▸ What is being asked:
Extend the blog entry about learning to listen to the body about food by writing what comes after its last sentence.

▸ Text under study:
----
Saturday, May 9, 2026

Listening to my Body (Finally)

     There was a time when I didn't have to worry about, care about, or think about what I was eating. I could pile in the food, and as long as it wasn't too spicy, I'd survive. I found out rather early in life that I couldn't eat peppers. They flat try to kill me, but I have managed to beat them at their game. I don't touch them, they don't touch me. We have an understanding.  However, it has only been recently, perhaps the past few years, that I've paid close attention to what (and how much) I can eat without having to call the ambulance to haul my carcass to the repair shop.

    About 13 years ago (dang, that's been a minute), I was taken by ambulance to an Indianapolis hospital with acute indigestion, but I thought I was having a heart attack. It felt really, really bad, and you could never have convinced me at the time that it was just indigestion. I think it was also, if I'm honest, a bout of food poisoning as well. I was at an outdoor BBQ and had some potato salad with mayo - do not do that in the heat. DO NOT DO THAT. I also had two burgers - do not do that either! I have zero understanding today as to why I thought I was so hungry.
----
▸ Record excerpts:
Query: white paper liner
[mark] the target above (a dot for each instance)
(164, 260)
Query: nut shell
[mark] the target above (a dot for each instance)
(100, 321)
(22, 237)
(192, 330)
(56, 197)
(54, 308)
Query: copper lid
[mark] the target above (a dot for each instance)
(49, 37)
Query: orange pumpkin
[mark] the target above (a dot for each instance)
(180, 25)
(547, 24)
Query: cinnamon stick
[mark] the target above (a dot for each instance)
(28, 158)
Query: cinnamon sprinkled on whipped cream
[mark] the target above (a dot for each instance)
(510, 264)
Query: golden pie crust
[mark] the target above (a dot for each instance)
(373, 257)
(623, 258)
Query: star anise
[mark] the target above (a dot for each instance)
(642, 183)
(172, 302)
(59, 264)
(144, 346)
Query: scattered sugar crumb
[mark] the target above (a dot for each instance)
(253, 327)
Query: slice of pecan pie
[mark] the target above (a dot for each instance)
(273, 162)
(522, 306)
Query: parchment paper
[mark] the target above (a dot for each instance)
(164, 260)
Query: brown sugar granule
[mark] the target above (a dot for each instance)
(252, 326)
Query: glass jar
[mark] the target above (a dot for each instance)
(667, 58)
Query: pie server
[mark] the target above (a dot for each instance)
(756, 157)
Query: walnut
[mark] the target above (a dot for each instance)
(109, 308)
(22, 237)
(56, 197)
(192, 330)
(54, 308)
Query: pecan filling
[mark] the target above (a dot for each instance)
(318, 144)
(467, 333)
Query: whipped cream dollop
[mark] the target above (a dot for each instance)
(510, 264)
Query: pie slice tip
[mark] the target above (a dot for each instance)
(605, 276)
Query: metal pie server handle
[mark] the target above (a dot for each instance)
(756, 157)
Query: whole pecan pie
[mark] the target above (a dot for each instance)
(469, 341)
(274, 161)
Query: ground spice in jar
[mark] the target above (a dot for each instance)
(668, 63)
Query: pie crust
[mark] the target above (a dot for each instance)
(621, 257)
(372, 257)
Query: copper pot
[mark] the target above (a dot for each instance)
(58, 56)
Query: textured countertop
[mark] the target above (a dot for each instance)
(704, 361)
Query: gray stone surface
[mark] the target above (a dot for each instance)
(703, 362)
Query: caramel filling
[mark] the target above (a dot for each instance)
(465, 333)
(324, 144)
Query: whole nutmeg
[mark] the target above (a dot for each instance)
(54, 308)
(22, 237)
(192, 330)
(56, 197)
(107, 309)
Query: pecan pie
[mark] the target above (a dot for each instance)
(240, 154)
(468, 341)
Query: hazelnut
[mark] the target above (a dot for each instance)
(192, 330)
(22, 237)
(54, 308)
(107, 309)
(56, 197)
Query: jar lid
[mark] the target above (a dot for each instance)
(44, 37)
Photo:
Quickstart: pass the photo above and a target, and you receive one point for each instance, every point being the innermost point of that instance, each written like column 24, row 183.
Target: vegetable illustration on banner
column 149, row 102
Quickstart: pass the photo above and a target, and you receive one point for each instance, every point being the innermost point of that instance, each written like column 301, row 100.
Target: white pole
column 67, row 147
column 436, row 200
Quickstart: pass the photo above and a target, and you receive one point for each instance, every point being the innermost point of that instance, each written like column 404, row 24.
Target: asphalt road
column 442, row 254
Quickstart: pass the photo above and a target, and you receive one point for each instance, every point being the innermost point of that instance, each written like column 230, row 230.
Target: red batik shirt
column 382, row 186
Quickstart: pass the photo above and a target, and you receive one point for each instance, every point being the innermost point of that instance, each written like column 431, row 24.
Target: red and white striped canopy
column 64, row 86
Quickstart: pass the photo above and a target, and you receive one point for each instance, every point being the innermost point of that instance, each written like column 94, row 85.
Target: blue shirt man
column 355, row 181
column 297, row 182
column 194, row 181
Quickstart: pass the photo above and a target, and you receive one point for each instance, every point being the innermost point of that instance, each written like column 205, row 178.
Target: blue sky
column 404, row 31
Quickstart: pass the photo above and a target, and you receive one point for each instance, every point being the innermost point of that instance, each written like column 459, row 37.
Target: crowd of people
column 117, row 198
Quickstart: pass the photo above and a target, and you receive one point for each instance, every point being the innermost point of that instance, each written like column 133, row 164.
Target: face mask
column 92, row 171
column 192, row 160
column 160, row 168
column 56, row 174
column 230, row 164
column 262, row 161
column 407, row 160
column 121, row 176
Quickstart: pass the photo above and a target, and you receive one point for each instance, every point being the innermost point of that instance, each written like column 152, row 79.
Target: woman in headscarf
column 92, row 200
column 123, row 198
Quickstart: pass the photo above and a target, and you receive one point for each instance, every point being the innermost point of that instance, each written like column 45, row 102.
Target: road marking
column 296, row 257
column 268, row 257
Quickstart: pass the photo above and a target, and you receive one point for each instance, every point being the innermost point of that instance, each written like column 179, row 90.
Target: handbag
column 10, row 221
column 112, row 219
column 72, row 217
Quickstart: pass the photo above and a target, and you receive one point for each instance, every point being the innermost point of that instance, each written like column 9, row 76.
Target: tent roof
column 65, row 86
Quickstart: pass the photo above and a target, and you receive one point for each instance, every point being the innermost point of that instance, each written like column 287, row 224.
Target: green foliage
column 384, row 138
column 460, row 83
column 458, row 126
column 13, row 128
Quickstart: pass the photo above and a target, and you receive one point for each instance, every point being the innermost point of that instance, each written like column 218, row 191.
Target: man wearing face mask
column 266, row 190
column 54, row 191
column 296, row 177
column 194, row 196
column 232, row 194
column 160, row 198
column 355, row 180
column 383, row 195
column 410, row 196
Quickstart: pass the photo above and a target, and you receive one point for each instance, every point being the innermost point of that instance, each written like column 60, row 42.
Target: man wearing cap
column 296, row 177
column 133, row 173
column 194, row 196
----
▸ Your response:
    That was the first real scare, and I've had two, three more since, but the real issue is the beef. It's the hamburger meat. I have reached an age and a stage where I can no longer eat it. It could be that Alpha gal syndrome; it could be. I have been bitten by any number of Texas brown ticks throughout my life. It could be a real thing, but what I know is that the last two times this happened, I had eaten a larger burger - just one, but I had it with fries, and I know better. I don't need that in my life.

    Today, and for the past month or so, I've been listening to my body. I eat a couple of Tums before I eat anything greasy, and I don't eat larger portions anymore -nope, when I start to feel as if my body is about to call it quits, I quit. I am not a fan of riding in the back of the big box with lights and sirens. I am not a fan. I do love the EMTs; they are always so, so, so very nice. I do like them, but not enough to call him regularly to take me for a ride. Nope.

    I still eat chicken, pork, and turkey -- and the other day I had a thinly sliced French dip sandwich. I ate it very, very slowly, and as I got to the end, my body said it was done. I didn't eat the last bite. That's why God made dogs. Dogs are there constantly reminding you that you really don't need that last bite. They'll take care of it for you. I have four dogs, so I eat less than what I used to -- and they are pleased. They think I'm making the right choice(s) for my body. They really, really care about me. I can tell.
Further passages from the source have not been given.